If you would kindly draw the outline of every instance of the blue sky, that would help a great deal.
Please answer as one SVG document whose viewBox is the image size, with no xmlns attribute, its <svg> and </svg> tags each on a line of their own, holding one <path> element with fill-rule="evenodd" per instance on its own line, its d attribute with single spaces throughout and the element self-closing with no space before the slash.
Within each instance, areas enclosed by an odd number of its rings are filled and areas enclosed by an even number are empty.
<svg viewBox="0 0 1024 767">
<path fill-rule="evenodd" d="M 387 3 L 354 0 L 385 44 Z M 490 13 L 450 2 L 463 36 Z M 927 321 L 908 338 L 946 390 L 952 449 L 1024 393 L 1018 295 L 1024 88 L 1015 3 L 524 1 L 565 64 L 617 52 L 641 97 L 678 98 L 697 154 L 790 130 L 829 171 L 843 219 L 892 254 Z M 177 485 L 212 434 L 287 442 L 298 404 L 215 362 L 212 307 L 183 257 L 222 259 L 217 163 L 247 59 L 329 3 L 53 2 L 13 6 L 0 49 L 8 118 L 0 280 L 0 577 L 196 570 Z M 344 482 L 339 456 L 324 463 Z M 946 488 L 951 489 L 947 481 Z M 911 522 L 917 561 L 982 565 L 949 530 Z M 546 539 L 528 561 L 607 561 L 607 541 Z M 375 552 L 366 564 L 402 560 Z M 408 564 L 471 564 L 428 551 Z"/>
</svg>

**Your assignment:**
Restate the whole of the data exactly.

**Response:**
If you would kindly draw the outline of every instance of the blue sky, that would help a great deal.
Please answer as one SVG document whose viewBox is the image size, with no xmlns attribute, its <svg> and </svg> tags each on a line of their own, holding one <path> element with fill-rule="evenodd" per instance on its own line, its d attribute with single spaces throughout and the element self-closing with no space before the slash.
Within each instance, areas enclosed by an odd number of its rings are filled and areas enclosed by an even number are empty.
<svg viewBox="0 0 1024 767">
<path fill-rule="evenodd" d="M 387 3 L 354 0 L 385 44 Z M 490 13 L 450 2 L 463 36 Z M 927 321 L 908 338 L 946 390 L 952 449 L 1024 393 L 1018 295 L 1024 88 L 1015 3 L 524 1 L 565 64 L 617 52 L 641 97 L 678 98 L 697 154 L 790 130 L 829 171 L 843 219 L 892 254 Z M 177 485 L 212 434 L 287 442 L 298 404 L 215 362 L 212 307 L 183 257 L 222 259 L 217 163 L 247 59 L 329 3 L 53 2 L 13 6 L 0 49 L 8 118 L 0 280 L 0 577 L 196 570 Z M 344 482 L 339 456 L 324 463 Z M 946 488 L 951 489 L 947 481 Z M 911 522 L 917 561 L 982 565 L 949 530 Z M 546 539 L 528 561 L 607 561 L 607 541 Z M 375 552 L 366 564 L 402 560 Z M 408 564 L 471 564 L 428 551 Z"/>
</svg>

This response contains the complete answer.